### TRY IT
Please copy every line below that contains the string "jersey".

Stored dataset items
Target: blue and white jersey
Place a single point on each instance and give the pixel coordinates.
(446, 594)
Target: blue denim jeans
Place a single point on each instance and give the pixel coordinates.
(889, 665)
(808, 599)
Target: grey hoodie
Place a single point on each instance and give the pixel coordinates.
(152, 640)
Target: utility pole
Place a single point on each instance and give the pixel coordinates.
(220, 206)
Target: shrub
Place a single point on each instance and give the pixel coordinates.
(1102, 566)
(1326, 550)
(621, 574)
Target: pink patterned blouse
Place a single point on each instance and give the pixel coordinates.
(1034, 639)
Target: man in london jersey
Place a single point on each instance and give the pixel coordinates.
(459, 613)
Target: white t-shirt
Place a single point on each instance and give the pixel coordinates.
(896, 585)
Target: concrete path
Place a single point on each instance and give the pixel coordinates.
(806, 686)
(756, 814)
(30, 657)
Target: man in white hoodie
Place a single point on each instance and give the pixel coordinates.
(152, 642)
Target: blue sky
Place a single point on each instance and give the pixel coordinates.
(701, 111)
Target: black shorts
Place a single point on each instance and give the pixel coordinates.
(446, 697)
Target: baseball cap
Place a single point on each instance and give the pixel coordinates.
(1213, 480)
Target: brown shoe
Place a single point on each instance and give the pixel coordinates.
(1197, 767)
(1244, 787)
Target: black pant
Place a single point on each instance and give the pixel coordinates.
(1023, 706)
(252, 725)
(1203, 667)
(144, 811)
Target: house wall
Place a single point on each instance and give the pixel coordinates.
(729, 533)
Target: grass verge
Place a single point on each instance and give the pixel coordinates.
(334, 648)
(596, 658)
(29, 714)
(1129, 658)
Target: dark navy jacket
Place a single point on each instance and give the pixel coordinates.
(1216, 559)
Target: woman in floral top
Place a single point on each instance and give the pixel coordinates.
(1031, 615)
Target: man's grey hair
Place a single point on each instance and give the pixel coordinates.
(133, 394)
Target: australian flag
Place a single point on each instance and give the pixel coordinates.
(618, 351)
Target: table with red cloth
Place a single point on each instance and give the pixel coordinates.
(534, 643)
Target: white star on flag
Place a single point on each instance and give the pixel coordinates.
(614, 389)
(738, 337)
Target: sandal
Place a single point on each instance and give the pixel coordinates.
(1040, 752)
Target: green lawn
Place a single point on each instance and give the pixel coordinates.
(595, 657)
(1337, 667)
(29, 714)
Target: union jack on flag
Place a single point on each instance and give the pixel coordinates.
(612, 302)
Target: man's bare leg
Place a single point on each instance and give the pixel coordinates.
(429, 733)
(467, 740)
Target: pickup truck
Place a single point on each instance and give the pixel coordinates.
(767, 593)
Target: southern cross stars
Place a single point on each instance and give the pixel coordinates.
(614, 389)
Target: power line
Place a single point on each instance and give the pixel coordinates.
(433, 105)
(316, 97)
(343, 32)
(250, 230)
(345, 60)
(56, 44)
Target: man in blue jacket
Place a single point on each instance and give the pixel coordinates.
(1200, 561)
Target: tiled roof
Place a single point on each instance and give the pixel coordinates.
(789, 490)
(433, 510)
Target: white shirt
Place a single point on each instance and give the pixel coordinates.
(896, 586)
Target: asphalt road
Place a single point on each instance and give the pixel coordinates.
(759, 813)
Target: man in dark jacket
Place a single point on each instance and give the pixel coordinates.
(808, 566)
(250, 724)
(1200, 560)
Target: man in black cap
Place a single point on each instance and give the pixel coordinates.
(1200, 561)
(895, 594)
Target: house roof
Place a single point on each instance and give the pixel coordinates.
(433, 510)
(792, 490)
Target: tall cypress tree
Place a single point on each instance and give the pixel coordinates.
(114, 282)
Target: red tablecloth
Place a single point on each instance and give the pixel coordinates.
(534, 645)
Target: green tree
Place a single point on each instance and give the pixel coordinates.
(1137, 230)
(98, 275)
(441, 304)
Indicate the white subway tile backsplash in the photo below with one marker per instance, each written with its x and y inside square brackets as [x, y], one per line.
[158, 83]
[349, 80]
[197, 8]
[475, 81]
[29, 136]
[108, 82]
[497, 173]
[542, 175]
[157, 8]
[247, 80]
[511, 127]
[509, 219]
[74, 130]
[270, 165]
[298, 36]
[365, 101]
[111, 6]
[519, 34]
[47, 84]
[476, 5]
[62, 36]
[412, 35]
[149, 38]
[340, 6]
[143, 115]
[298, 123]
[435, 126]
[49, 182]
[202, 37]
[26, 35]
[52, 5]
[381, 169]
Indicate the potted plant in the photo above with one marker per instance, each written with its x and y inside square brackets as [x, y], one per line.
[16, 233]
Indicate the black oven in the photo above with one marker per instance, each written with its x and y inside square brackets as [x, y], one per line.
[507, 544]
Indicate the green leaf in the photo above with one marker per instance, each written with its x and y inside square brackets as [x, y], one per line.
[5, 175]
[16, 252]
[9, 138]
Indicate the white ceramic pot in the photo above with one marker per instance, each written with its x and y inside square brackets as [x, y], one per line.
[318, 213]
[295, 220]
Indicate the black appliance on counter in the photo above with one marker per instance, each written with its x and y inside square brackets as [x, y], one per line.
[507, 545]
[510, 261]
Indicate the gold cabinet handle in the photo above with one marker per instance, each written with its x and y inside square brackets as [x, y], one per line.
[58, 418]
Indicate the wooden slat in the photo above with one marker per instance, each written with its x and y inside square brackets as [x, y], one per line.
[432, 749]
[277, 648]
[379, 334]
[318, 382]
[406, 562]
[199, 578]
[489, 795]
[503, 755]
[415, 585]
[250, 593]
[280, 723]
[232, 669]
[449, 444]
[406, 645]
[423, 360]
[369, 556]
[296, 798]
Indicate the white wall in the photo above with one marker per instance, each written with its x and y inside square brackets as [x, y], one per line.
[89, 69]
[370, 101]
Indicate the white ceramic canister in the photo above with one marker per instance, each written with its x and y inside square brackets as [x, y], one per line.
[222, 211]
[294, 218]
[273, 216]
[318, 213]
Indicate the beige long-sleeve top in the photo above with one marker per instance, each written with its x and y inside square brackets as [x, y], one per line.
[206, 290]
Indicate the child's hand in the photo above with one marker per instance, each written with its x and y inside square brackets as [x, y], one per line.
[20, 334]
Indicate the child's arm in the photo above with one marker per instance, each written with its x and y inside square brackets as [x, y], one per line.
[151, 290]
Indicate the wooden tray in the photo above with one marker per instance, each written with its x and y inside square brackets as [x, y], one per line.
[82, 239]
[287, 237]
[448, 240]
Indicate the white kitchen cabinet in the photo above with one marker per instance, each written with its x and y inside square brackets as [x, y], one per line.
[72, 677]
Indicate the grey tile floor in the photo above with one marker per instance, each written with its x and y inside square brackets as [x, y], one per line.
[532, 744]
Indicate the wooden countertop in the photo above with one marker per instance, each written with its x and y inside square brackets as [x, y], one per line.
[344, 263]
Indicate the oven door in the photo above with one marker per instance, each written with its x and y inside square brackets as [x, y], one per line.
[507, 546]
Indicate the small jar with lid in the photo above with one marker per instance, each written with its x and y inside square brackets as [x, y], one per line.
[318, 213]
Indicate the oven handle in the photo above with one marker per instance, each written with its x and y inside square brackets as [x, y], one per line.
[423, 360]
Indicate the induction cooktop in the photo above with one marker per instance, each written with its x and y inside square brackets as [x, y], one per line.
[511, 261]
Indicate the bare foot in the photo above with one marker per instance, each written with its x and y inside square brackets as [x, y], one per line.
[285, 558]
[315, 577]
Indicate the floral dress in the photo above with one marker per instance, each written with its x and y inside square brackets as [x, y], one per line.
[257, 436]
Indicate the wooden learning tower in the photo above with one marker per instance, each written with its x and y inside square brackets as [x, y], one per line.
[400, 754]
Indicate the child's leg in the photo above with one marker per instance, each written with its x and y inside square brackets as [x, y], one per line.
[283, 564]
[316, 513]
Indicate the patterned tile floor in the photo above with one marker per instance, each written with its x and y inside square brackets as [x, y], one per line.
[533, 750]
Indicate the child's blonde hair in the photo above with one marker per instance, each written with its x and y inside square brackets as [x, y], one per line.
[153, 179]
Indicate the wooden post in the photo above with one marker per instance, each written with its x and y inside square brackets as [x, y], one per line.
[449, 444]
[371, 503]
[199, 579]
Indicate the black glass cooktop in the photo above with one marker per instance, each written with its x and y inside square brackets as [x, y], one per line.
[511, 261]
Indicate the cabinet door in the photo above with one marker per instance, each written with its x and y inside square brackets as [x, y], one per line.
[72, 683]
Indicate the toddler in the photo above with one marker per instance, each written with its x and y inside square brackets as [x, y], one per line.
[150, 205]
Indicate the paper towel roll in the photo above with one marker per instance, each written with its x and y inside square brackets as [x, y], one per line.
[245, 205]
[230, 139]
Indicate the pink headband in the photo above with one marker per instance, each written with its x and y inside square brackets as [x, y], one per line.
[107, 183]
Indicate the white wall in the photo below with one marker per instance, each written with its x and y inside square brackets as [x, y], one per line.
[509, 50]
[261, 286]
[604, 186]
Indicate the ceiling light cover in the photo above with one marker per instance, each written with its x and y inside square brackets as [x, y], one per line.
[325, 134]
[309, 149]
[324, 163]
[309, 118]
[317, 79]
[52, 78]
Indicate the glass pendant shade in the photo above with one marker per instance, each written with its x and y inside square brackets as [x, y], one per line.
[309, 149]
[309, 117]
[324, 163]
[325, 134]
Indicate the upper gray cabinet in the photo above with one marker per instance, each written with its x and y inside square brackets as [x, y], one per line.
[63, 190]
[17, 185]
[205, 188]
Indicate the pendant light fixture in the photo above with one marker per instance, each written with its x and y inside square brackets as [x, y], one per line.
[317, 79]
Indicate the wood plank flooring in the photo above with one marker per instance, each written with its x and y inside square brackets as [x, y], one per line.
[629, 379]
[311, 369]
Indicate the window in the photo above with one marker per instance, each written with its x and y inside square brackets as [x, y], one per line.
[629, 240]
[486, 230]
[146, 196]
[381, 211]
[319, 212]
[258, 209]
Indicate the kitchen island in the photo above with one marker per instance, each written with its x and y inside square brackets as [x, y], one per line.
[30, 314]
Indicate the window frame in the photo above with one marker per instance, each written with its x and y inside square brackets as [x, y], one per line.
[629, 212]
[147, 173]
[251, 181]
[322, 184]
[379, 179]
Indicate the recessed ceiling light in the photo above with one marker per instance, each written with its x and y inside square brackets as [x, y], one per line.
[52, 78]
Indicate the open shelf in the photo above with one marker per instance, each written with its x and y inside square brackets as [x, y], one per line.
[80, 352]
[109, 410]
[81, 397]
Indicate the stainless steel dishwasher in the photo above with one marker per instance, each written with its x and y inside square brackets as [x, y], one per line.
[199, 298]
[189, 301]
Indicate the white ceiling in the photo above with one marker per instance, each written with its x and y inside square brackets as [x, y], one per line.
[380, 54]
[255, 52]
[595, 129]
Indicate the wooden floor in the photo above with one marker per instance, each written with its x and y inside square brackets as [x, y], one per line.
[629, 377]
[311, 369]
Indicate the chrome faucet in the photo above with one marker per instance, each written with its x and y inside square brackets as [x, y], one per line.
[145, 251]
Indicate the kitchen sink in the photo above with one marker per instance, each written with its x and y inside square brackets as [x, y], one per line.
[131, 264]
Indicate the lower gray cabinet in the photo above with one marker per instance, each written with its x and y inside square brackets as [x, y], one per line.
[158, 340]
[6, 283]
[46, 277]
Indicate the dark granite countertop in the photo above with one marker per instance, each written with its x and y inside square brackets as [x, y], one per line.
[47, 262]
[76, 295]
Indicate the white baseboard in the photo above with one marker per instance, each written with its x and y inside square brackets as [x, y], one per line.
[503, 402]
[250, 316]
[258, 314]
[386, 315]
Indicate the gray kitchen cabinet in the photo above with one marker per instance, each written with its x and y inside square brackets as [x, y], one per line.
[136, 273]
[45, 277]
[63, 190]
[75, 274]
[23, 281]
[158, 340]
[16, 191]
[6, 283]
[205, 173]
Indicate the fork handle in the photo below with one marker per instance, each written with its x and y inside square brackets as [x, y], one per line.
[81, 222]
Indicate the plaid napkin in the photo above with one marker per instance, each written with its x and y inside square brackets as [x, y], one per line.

### SOLUTION
Target: blue and white jersey
Target: man in london jersey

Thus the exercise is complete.